Copy the records below, replacing every "on table" with "on the table" and leaving everything else unchanged.

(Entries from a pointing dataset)
=-=-=

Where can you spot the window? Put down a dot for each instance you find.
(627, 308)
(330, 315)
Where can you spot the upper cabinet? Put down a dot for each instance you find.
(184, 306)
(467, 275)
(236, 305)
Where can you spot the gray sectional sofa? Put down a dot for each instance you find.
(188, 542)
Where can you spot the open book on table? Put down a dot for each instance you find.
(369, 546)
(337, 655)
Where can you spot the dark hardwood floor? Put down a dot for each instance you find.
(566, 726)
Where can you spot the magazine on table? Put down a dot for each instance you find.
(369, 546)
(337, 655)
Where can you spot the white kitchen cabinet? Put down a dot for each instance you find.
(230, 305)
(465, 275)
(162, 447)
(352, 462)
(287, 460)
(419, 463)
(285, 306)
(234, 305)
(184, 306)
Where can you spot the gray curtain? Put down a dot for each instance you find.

=-=-=

RESPONSE TO THE EXERCISE:
Where can you spot the window? Put down a dot for each instance you find.
(627, 308)
(330, 315)
Where can you spot the upper cabinet? Put down a dot for each instance you find.
(184, 306)
(467, 275)
(236, 305)
Where can you spot the gray sectional sofa? Put down a dot for each instance you find.
(188, 542)
Where can you spot the open book on the table? Put down a dot for each instance you find.
(369, 546)
(337, 655)
Where can you spot the dark hardwood floor? Put down a dot for each instance you find.
(566, 726)
Where can you spot the magazine on the table? Put down a dot for each instance you find.
(369, 546)
(337, 655)
Where can you spot the white kitchen cabinet? Put down a dot for each instance you find.
(230, 305)
(465, 275)
(162, 447)
(352, 462)
(287, 460)
(419, 463)
(285, 306)
(234, 305)
(184, 306)
Where can you spot the gray curtain? Put down a dot for each instance you find.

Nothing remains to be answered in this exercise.